Extrait présenté =>
◆ ◆ ◆ ◆

Troisième étape : réaliser l’expérience scientifique à bord de l’ISS
Elle a été l’une des plus importantes et difficile. Trois astronautes ont mené l’expérience à bord de l’ISS : Lora O’Hara (NASA), Jasmin Moghbeli (NASA) et Andreas Mogensen (ESA).
« Pour survivre, les organoïdes ont besoin d’être nourris : il faut renouveler leur milieu de culture, explique Frank Yates. Pour la première fois, nous avons rendu cela possible pour des organoïdes cérébraux, tout en réduisant à son minimum la fréquence de renouvellement du milieu car le temps des astronautes à bord est précieux. »
Les cassettes comportent un emplacement où une seringue remplie de milieu de culture frais peut être introduite par l’astronaute. Une autre seringue permet d’aspirer le milieu de culture usagé. Enfin, les astronautes ont suivi un protocole scientifique précis. À 3 moments (2 jours après l’arrivée à bord, au milieu de la mission et avant le retour sur terre), certains organoïdes ont été immobilisés. « Ils sont soit congelés soit « fixés » par un produit spécifique, détaille Miria Ricchetti. Cela permet d’analyser leur condition au moment de l’immobilisation, et ainsi revenir sur leur évolution au cours du temps. ».
Quatrième étape : ramener les organoïdes sur Terre
Comme prévu, les 12 organoïdes toujours vivants ont été ramenés dans les mêmes conditions qu’à l’aller. Quant à ceux fixés, ils se trouvaient dans des conteneurs frigorifiques à 4°C ou -80°C.
Santé des astronautes et maladie d’Alzheimer
Désormais, les scientifiques s’affairent à la dernière étape du projet : analyser tous les échantillons rapatriés en France depuis février 2024. Trois types de mesures sont réalisées. Les organoïdes sont découpés en fines lamelles et observés au microscope dans le but de détailler l’état et la composition des cellules. Des analyses génétiques vont également être menées grâce à des outils modernes et récents. Enfin, le milieu de culture usagé a lui aussi été ramené sur Terre : « les molécules qui y ont été libérées par les organoïdes – appelées métabolites – nous renseignent sur leur état de santé », explique Miria Ricchetti. Et pour en déduire les conséquences de leur séjour dans l’espace, les scientifiques ont un autre tour dans leur sac : « Nous avons cultivé au même moment sur Terre d’autres organoïdes cérébraux, qui nous serviront de témoins. »

◆ ◆ ◆ ◆

Travail demandé A => Relevez dans l'extrait les noms des astronautes qui ont mené l'expérience à bord de l'ISS, en précisant l'agence de chacun.
Travail demandé B => D'après l'extrait, à quelles températures étaient conservés les conteneurs frigorifiques des organoïdes fixés lors du retour sur Terre ?
Travail demandé C => Résumez l'extrait en deux phrases.

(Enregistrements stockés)
◆ ◆ ◆ ◆

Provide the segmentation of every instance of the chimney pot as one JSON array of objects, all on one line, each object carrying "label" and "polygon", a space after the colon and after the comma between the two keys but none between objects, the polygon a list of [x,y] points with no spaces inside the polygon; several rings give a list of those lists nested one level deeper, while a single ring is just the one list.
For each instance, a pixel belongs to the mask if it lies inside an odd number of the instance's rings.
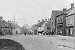
[{"label": "chimney pot", "polygon": [[74,3],[71,3],[71,8],[74,8]]}]

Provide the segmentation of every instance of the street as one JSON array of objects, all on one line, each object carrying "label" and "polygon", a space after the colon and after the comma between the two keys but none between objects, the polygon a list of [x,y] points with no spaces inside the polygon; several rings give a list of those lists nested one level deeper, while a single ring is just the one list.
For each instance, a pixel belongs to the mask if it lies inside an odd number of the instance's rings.
[{"label": "street", "polygon": [[[1,39],[12,39],[23,45],[26,50],[75,50],[73,48],[60,46],[63,42],[58,38],[38,35],[15,35],[0,37]],[[69,42],[68,42],[69,43]],[[59,44],[59,45],[58,45]],[[73,43],[74,44],[74,43]],[[73,46],[74,47],[74,46]]]}]

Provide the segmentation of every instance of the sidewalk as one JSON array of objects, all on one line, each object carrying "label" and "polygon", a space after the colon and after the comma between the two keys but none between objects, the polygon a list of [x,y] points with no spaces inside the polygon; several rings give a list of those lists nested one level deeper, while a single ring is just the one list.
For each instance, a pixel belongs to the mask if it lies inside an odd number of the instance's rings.
[{"label": "sidewalk", "polygon": [[53,35],[49,38],[55,45],[75,49],[75,37]]}]

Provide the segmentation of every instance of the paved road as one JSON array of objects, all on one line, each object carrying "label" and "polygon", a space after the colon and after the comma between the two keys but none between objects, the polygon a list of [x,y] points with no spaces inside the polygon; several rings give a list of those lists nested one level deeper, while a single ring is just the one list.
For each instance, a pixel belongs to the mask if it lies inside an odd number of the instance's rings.
[{"label": "paved road", "polygon": [[58,46],[50,41],[50,38],[45,36],[6,36],[1,38],[8,38],[15,40],[23,45],[26,50],[74,50],[72,48]]}]

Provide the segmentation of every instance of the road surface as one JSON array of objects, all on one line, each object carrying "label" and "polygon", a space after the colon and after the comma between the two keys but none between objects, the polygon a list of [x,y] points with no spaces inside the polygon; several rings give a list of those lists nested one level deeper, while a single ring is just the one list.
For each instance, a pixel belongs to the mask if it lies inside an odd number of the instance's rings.
[{"label": "road surface", "polygon": [[17,41],[23,45],[25,50],[75,50],[73,48],[57,45],[57,38],[52,37],[15,35],[0,37],[0,39],[12,39]]}]

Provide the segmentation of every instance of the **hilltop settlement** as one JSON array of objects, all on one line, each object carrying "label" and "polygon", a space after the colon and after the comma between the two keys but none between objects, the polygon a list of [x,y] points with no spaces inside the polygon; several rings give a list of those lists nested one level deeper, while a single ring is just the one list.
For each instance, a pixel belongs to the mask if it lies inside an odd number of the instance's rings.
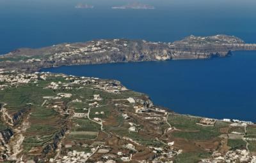
[{"label": "hilltop settlement", "polygon": [[0,162],[256,162],[256,124],[184,115],[119,82],[38,72],[62,65],[225,57],[234,37],[20,49],[0,59]]}]

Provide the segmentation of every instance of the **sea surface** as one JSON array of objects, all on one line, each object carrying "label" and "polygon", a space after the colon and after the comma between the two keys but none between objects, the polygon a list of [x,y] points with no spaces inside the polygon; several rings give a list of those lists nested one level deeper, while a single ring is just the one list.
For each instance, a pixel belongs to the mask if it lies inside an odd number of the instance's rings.
[{"label": "sea surface", "polygon": [[[138,2],[156,10],[112,10]],[[78,3],[93,9],[77,9]],[[255,0],[0,0],[0,54],[21,47],[100,38],[170,42],[191,34],[234,35],[256,43]],[[120,80],[180,113],[256,122],[256,55],[211,60],[47,69]]]},{"label": "sea surface", "polygon": [[256,52],[225,58],[62,66],[43,71],[116,79],[175,112],[256,122]]}]

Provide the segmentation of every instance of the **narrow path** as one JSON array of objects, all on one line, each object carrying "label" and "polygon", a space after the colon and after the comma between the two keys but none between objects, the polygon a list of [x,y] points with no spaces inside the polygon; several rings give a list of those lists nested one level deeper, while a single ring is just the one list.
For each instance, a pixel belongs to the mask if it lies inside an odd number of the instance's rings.
[{"label": "narrow path", "polygon": [[103,122],[100,121],[100,122],[99,122],[95,121],[95,120],[91,119],[91,118],[90,118],[90,111],[91,111],[91,108],[89,108],[88,112],[87,113],[87,118],[88,118],[88,120],[90,120],[90,121],[93,122],[95,122],[95,123],[96,123],[97,124],[99,124],[100,125],[100,131],[108,135],[108,138],[106,139],[109,138],[110,138],[109,134],[104,131],[103,124],[102,124]]},{"label": "narrow path", "polygon": [[166,124],[170,126],[170,127],[172,127],[171,124],[168,122],[168,118],[169,117],[169,115],[170,115],[169,113],[167,114],[165,121],[166,121]]},{"label": "narrow path", "polygon": [[93,155],[98,151],[99,148],[99,146],[98,146],[96,148],[95,151],[93,152],[93,153],[92,153],[92,155],[90,155],[88,157],[87,157],[87,159],[85,159],[85,160],[84,160],[84,162],[86,162],[90,159],[90,157],[91,157],[92,156],[93,156]]},{"label": "narrow path", "polygon": [[[247,127],[247,125],[245,125],[245,126],[244,126],[244,135],[245,135],[245,134],[247,132],[246,127]],[[246,148],[247,151],[248,151],[249,153],[250,153],[250,152],[249,148],[248,148],[248,146],[249,146],[249,145],[250,145],[249,143],[248,143],[247,140],[246,140],[244,138],[243,139],[243,140],[246,143]]]},{"label": "narrow path", "polygon": [[44,101],[44,103],[42,104],[41,106],[43,106],[45,104],[46,101],[47,101],[47,99],[45,99],[45,100]]}]

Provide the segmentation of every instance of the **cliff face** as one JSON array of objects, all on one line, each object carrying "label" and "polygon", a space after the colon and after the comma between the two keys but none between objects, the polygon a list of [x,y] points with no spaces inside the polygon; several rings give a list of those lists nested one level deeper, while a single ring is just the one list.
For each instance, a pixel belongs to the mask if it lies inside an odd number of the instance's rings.
[{"label": "cliff face", "polygon": [[19,49],[1,57],[6,61],[1,62],[0,68],[18,67],[35,71],[42,67],[64,65],[209,59],[225,57],[235,50],[256,50],[256,44],[245,44],[241,39],[225,35],[191,36],[169,43],[100,39],[39,49]]}]

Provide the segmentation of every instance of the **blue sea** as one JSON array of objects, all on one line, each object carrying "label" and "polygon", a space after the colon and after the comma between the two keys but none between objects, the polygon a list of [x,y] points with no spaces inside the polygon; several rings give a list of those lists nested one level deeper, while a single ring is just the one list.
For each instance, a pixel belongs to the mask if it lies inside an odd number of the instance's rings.
[{"label": "blue sea", "polygon": [[[112,10],[138,2],[156,10]],[[77,9],[78,3],[93,9]],[[191,34],[234,35],[256,43],[255,0],[0,0],[0,54],[100,38],[173,41]],[[211,60],[48,69],[116,79],[180,113],[256,122],[256,52]]]}]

◆ ◆ ◆ ◆

Réponse attendue A =>
- Lora O'Hara (NASA)
- Jasmin Moghbeli (NASA)
- Andreas Mogensen (ESA)

Réponse attendue B => À 4 °C ou à -80 °C.

Réponse attendue C => À bord de l'ISS, trois astronautes ont renouvelé le milieu de culture des organoïdes cérébraux et en ont immobilisé certains à trois moments de la mission. Les échantillons ont ensuite été ramenés sur Terre, où les scientifiques les analysent au microscope, par des analyses génétiques et par l'étude des métabolites, en s'appuyant sur des organoïdes témoins cultivés sur Terre au même moment.